* [Selected extract]
'''

Is your child acting up?

Are you about to lose your shite?

If so

Be the bigger person.

Be kind,

And

Remain being the adult in the situation at all times.

First things first;

NO SPANKING

NO SHOUTING

Be cool and in control for most of the time anyway.

(I say most, because somedays we lose our shit, that’s okay, we are only chimps after all)

Why though?

If shit hits the fan with you and your child, which it will. They will test you beyond belief.

And if you lose your cool – the road to recovery can be a long journey to get back to the main road. So stay neutral.

Your child needs someone who they can come to when feelings beyond there comprehension are abundant.

HUG A HULK

For those who don’t know who the Hulk is, firstly where have you been hiding? Have you been locked away in the basement or living the Amish way of life?

The Hulk, scientist Dr. Bruce Banner is an all round nice chap.

However, as soon as Banner becomes a little aggravated, a red mist descends upon this passive fellow and he transcends into one giant green meathead son of a bitch.

Your child is just like Banner.

Like Banner who’s superpower is fuelled by his uncontrollable rage.

Your lil legs will be happy until their uncontrollable laying dormant feelings erupt.

So how can we help?

'''

* [Set exercise 1] Shorten the paragraph in the parenting excerpt that begins "However, as soon as Banner becomes a little aggravated," keeping its main facts.
* [Set exercise 2] Echo a passage of the parenting excerpt word for word: begin at the words "For those who" and stop after "round nice chap.".
* [Set exercise 3] Tell whether each statement agrees with the parenting excerpt, giving yes or no and the words that decide it: (a) The excerpt allows spanking when a child tests the parent. (b) The excerpt identifies the Hulk as scientist Dr. Bruce Banner. (c) The excerpt asks parents to stay calm every single time.
The records come from a separate source unrelated to the parenting excerpt.

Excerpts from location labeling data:
'''

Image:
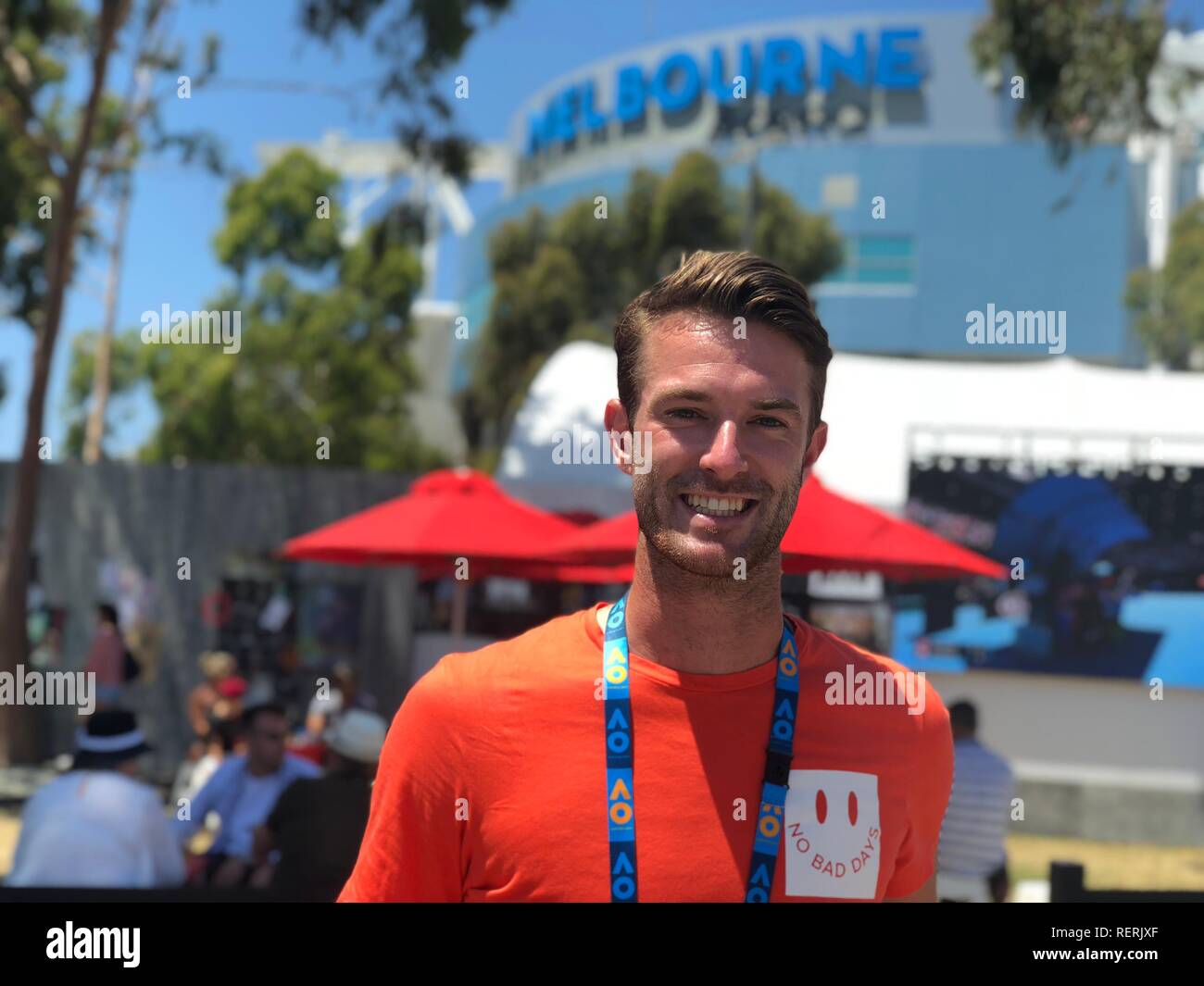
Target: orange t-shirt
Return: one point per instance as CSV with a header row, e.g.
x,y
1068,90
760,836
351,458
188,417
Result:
x,y
492,784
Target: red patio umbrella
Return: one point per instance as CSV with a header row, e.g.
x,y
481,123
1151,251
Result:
x,y
829,532
449,514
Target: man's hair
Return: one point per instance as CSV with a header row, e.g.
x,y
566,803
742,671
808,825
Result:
x,y
963,717
726,285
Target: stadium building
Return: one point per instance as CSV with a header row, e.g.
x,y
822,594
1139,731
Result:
x,y
883,123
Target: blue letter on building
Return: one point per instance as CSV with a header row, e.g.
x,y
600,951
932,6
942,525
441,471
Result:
x,y
897,68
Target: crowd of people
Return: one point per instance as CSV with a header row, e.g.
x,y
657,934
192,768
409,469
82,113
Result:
x,y
256,803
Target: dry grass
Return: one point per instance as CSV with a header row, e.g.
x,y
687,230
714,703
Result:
x,y
1109,866
10,825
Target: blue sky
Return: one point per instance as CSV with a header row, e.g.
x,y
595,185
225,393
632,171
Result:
x,y
177,209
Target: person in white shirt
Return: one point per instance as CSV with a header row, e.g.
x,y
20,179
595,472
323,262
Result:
x,y
97,826
972,864
242,793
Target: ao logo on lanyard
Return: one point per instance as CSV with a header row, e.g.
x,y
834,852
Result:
x,y
621,761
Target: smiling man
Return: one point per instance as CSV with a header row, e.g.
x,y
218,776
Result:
x,y
674,745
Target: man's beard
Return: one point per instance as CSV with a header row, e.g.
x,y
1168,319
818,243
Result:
x,y
657,497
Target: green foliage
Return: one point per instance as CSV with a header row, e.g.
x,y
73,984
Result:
x,y
1169,303
567,277
324,341
1086,64
275,216
418,40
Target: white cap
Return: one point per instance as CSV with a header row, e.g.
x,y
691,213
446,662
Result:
x,y
357,734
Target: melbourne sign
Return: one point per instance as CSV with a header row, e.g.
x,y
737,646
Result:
x,y
886,59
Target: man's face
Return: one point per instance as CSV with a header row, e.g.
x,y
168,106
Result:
x,y
265,741
729,419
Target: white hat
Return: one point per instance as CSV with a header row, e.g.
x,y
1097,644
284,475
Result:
x,y
357,734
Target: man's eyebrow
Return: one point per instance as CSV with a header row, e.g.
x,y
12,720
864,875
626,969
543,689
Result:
x,y
778,404
702,396
683,393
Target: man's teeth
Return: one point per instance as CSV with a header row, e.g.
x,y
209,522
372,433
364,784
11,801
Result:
x,y
718,505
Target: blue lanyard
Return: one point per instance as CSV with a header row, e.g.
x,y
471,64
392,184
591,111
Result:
x,y
621,760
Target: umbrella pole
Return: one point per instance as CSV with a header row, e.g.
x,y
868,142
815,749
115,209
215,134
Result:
x,y
458,612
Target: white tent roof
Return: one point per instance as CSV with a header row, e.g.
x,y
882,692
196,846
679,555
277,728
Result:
x,y
1050,408
569,393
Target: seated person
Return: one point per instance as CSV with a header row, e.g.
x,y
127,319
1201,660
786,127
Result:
x,y
242,793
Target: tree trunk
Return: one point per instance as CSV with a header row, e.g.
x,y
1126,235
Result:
x,y
104,356
17,740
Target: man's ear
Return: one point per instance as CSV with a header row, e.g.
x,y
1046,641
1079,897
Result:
x,y
618,430
815,447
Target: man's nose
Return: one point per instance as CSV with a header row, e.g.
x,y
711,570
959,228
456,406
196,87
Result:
x,y
723,456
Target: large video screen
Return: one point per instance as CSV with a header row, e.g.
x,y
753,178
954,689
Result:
x,y
1106,571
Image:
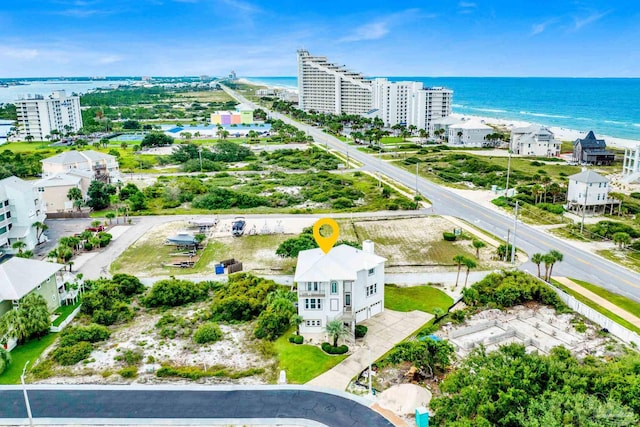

'''

* [Task output 1] When Banner gets even slightly aggravated, a red mist comes over this passive man and he turns into a giant green brute.

* [Task output 2]
For those who don’t know who the Hulk is, firstly where have you been hiding? Have you been locked away in the basement or living the Amish way of life?

The Hulk, scientist Dr. Bruce Banner is an all round nice chap.

* [Task output 3]
(a) No: "NO SPANKING"
(b) Yes: "The Hulk, scientist Dr. Bruce Banner is an all round nice chap."
(c) No: "Be cool and in control for most of the time anyway."